Meiosis I
Homologous chromosomes separate in meiosis I
Prophase I
- DNA has already replicated and condenses and becomes visible as chromosomes
- Each chromosome consists of two sister chromatids joined together by a centromere
- The chromosomes are arranged side-by-side in homologous pairs
- A pair of homologous chromosomes is called a bivalent
- As the homologous chromosomes are very close together the crossing over of non-sister chromatids may occur. The point at which the crossing over occurs is called the chiasma (chiasmata; plural)
- In this stage centrioles migrate to opposite poles and the spindle is formed
- The nuclear envelope breaks down and the nucleolus disintegrates
Metaphase I
- The bivalents line up along the equator of the spindle, with the spindle fibres attached to the centromeres
- The bivalents line up by independent assortment (random orientation)

SUPPLIED RECORDS:
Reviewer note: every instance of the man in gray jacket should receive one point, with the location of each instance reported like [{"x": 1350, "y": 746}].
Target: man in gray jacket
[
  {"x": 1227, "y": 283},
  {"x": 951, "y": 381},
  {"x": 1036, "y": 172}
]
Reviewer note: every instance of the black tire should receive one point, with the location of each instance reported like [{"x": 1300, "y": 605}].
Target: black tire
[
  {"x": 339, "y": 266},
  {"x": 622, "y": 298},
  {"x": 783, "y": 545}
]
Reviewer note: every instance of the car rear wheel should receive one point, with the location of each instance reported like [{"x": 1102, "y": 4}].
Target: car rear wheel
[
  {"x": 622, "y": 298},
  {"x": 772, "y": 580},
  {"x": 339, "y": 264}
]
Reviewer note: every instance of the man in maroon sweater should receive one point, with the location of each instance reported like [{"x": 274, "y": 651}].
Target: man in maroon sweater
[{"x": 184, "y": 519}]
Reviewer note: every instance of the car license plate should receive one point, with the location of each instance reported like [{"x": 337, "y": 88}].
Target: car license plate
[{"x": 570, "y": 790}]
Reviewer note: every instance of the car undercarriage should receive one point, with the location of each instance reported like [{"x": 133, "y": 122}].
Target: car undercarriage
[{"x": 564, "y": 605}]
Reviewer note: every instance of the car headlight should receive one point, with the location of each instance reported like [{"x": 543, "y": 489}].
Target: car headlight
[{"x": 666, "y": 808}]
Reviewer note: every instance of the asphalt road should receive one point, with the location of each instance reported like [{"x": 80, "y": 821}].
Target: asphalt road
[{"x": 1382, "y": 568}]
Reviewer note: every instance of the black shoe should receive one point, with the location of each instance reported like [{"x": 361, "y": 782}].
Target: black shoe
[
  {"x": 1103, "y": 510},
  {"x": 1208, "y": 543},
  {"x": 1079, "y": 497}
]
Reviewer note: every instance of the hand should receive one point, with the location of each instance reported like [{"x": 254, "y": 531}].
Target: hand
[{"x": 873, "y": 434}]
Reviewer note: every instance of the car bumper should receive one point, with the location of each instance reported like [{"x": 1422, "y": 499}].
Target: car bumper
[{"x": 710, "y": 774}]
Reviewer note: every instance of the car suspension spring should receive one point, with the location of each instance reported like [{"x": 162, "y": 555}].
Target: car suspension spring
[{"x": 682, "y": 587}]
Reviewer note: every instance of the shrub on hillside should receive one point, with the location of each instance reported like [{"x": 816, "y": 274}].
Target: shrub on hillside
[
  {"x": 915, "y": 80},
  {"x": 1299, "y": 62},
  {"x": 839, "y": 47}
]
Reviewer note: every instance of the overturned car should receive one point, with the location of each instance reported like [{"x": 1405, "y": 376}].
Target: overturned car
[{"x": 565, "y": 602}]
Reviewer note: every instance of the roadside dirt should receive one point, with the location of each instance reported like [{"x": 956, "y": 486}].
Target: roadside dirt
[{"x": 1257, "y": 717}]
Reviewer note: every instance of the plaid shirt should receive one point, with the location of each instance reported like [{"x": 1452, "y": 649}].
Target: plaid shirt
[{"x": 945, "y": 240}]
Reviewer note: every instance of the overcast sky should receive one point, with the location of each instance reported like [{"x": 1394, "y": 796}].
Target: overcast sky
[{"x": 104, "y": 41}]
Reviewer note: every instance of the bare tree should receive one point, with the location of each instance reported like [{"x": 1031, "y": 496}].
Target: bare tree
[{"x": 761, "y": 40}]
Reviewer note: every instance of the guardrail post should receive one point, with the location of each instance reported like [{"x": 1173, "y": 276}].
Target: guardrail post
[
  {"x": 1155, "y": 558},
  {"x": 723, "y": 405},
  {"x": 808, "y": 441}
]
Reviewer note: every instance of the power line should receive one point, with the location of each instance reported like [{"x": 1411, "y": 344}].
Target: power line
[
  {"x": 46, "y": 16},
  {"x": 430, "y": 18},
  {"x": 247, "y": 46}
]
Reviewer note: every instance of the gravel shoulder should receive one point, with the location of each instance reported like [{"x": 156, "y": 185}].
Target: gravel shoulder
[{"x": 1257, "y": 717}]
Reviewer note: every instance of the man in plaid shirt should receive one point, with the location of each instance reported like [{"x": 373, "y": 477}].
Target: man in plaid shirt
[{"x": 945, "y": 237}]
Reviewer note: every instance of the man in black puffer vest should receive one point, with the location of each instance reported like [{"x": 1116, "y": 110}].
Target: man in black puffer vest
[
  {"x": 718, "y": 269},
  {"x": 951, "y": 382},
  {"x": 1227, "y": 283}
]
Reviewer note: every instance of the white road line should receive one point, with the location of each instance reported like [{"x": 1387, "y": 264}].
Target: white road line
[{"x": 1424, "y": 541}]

WHAT TO DO:
[1] In the meiosis I passage, what is a pair of homologous chromosomes called?
[2] Rewrite more briefly the part of the meiosis I passage that begins "As the homologous chromosomes are very close together," keeping its main facts.

SOLUTIONS TO THE TASKS:
[1] A bivalent.

[2] Because homologous chromosomes lie close together, non-sister chromatids may cross over at a point called the chiasma (plural: chiasmata).